### Task prompt
In the records below, find the line containing "Task: indicate the illuminated lamp". Output it and every line after it to the end, unchanged, with no pictures.
━━━━━━━━━━━━━━━━━━━━━━━━━━━━━━
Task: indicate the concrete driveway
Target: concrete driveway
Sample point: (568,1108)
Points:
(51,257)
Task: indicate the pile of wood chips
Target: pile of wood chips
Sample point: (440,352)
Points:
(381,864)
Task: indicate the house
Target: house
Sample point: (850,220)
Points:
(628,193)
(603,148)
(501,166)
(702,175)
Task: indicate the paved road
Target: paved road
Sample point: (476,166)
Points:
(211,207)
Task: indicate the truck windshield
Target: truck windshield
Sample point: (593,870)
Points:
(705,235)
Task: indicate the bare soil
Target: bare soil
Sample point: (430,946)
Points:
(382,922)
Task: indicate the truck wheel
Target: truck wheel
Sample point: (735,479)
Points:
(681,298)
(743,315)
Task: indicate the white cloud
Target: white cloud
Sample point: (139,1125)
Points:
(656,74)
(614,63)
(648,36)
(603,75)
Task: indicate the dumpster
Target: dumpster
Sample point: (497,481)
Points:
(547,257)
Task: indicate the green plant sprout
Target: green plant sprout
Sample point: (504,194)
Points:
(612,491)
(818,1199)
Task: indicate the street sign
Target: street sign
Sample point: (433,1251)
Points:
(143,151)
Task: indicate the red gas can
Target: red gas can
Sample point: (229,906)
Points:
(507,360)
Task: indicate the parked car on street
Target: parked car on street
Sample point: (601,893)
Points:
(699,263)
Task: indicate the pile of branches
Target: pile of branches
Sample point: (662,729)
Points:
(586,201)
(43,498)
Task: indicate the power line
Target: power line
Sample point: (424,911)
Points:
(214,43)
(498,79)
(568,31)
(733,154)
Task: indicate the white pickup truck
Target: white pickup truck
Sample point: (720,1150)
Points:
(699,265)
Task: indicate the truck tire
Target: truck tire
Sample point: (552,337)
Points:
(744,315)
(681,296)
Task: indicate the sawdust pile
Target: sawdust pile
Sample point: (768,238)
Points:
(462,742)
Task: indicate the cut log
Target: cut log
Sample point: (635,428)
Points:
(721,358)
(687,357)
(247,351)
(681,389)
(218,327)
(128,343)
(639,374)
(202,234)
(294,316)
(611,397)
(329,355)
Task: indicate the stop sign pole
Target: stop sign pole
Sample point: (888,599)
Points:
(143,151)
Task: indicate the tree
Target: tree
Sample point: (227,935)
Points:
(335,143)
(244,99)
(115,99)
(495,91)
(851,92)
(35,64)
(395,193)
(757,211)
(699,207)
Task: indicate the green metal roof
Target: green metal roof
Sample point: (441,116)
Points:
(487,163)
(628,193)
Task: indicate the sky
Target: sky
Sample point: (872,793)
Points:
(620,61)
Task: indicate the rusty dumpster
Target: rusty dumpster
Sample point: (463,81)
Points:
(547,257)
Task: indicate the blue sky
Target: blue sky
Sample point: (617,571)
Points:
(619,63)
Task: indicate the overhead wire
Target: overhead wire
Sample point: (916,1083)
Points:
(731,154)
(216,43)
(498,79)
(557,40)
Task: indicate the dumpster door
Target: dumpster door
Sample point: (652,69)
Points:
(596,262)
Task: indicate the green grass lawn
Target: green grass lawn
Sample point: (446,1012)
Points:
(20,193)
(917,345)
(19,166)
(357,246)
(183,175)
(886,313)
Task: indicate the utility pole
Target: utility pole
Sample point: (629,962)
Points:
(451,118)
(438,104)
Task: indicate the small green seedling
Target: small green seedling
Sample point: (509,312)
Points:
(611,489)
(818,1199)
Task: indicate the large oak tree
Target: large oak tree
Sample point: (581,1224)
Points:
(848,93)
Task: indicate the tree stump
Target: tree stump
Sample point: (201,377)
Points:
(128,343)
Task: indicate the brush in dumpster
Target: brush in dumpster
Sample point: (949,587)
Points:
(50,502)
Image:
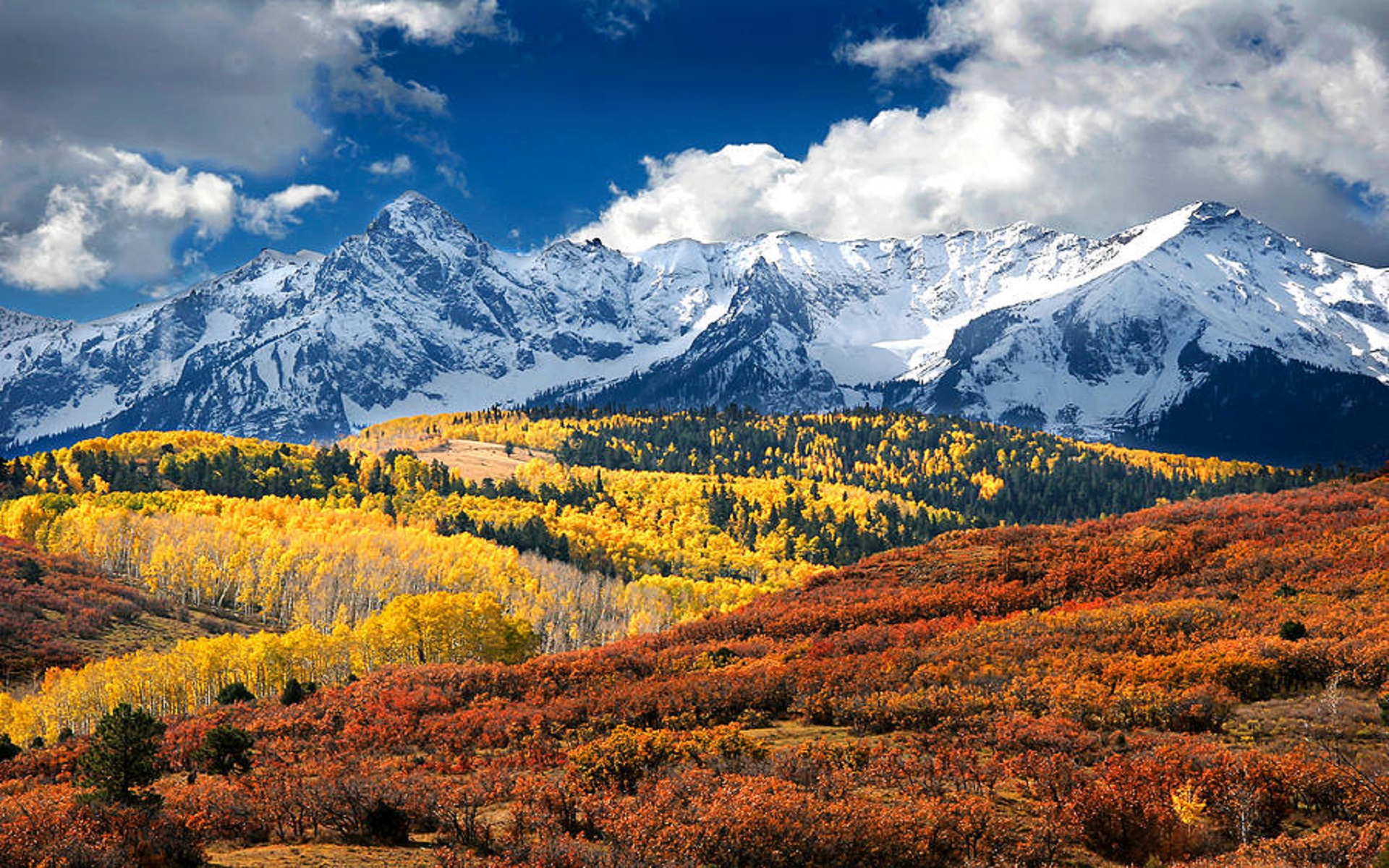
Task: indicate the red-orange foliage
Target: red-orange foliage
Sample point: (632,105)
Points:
(1019,694)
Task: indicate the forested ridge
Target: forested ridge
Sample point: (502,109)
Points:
(1199,684)
(645,521)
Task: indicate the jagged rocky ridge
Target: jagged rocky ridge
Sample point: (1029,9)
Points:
(1202,331)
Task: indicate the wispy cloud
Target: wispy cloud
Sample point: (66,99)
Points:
(226,87)
(399,166)
(125,216)
(1085,114)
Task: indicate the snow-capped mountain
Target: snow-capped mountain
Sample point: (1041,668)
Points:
(1203,331)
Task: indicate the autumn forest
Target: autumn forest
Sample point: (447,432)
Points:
(692,639)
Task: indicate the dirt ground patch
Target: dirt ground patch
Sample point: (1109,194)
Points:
(326,856)
(477,461)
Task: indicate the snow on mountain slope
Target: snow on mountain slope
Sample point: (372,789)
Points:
(1135,338)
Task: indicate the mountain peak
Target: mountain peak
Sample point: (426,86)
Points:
(1210,211)
(413,213)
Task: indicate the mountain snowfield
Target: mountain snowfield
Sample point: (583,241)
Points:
(1203,331)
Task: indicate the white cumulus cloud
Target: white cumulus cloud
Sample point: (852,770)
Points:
(92,92)
(399,166)
(124,217)
(425,20)
(276,213)
(889,56)
(1082,114)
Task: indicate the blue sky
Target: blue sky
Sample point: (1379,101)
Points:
(146,146)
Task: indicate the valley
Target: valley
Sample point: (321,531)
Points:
(729,626)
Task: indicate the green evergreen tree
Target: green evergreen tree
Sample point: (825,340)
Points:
(226,750)
(122,756)
(292,694)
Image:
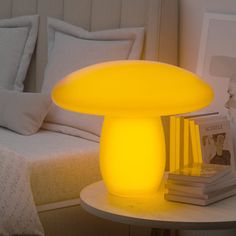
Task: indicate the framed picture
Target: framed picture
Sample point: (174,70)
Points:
(217,57)
(216,142)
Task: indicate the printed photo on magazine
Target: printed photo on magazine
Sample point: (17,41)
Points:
(216,143)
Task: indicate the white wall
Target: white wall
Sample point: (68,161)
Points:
(191,16)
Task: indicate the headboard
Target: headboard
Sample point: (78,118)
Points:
(159,17)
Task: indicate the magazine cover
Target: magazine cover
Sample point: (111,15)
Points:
(216,143)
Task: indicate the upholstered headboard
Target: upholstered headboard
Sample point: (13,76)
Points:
(159,17)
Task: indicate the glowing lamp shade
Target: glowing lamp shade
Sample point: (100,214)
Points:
(132,95)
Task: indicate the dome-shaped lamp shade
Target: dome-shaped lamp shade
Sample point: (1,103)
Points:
(132,95)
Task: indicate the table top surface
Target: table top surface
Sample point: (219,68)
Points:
(155,211)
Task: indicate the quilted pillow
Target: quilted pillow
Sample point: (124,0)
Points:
(71,48)
(17,41)
(23,112)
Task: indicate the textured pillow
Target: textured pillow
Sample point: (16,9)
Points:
(18,214)
(23,112)
(17,41)
(71,48)
(71,131)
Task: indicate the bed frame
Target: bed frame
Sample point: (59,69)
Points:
(160,19)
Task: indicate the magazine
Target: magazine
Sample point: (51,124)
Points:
(200,172)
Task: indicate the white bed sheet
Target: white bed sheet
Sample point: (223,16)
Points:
(60,165)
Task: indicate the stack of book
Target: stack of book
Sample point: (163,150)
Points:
(201,184)
(204,138)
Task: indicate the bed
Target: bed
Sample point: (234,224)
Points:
(61,164)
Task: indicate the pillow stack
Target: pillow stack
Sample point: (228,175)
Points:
(71,48)
(17,42)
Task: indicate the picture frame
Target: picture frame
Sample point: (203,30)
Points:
(216,62)
(216,142)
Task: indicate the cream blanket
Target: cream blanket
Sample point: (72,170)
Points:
(18,214)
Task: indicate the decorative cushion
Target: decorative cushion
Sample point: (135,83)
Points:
(18,214)
(17,41)
(23,112)
(71,48)
(70,131)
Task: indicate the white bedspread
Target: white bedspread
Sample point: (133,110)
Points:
(18,214)
(60,165)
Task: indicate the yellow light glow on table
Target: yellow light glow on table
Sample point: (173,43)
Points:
(132,95)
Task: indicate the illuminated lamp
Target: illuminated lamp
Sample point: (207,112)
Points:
(132,95)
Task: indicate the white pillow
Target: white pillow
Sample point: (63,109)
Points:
(17,41)
(18,214)
(71,131)
(71,48)
(23,112)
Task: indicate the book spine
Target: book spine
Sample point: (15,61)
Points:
(172,163)
(186,160)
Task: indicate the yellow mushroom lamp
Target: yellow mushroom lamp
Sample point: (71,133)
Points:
(132,95)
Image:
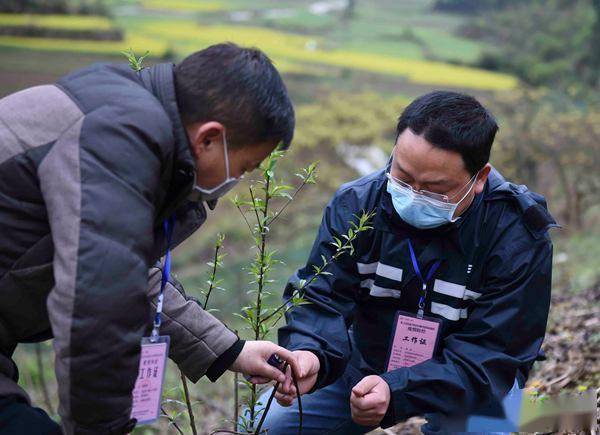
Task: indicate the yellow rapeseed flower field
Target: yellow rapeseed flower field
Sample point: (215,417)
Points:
(188,37)
(183,5)
(71,22)
(292,52)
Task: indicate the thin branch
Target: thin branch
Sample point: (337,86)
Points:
(245,219)
(287,203)
(213,274)
(40,364)
(171,420)
(188,403)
━━━━━━━━━━━━━━━━━━━━━━━━━━━━━━
### Written solution
Task: indicate the illuminated lamp
Target: illuminated lamp
Sample point: (207,112)
Points:
(132,95)
Task: indicate the white pillow
Target: white pillow
Sample point: (63,109)
Points:
(17,41)
(18,214)
(71,131)
(71,48)
(23,112)
Task: indicate the book spine
Target: book spine
Sample point: (15,61)
Points:
(172,163)
(186,160)
Task: indicate the yellow mushroom lamp
Target: yellow mushroom lamp
Sample point: (71,133)
Points:
(132,95)
Image:
Task: indicate the yellow rapeseed flower field
Target: yellow rapeseed flower field
Sample point: (215,417)
Points:
(188,37)
(183,5)
(71,22)
(292,52)
Task: indicate the thin branch
Target: thin branch
Sample point: (337,86)
Points:
(245,219)
(287,203)
(213,274)
(40,364)
(171,420)
(188,403)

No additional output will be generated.